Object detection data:
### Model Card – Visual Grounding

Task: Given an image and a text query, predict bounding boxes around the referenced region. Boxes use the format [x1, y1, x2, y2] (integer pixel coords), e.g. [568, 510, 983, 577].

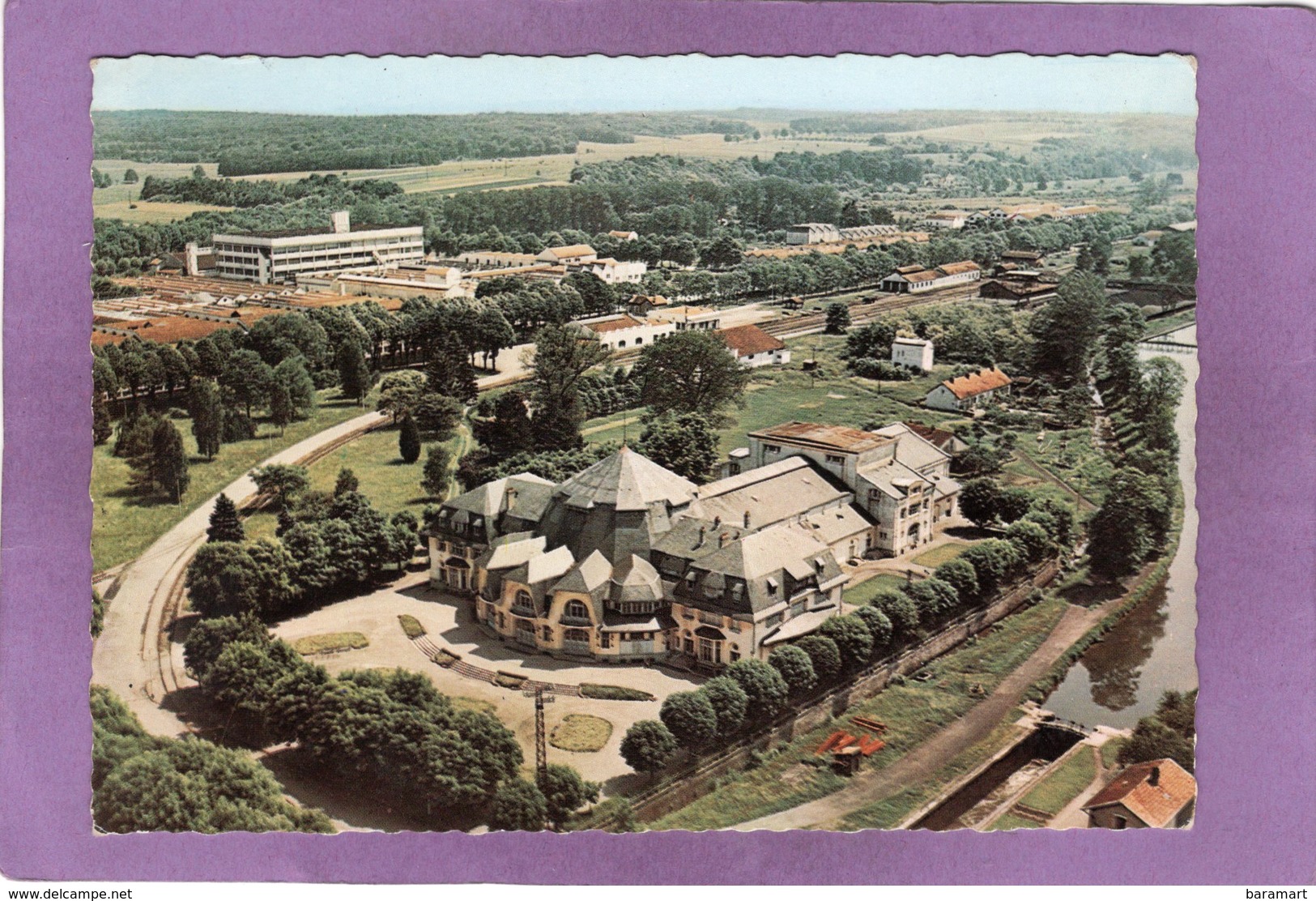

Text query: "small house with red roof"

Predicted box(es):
[1083, 758, 1198, 829]
[718, 326, 791, 368]
[922, 366, 1011, 412]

TASK STATEMENT:
Format every line of the data above as a JSON list of strings, one string per line, skipping blank lines and leaving out the pictures.

EXERCISE RESULT:
[
  "### Model Card – Visual Grounding",
  "Task: Given an image and a text query, predict bounding boxes around the referenced region. Boxes use the format [x1, y1, x2, y2] (integer pixel coords), e.g. [568, 510, 983, 577].",
  "Text query: \"small house with red roof\"",
  "Predicted box(es):",
  "[1083, 758, 1198, 829]",
  "[718, 326, 791, 368]",
  "[922, 366, 1011, 412]"
]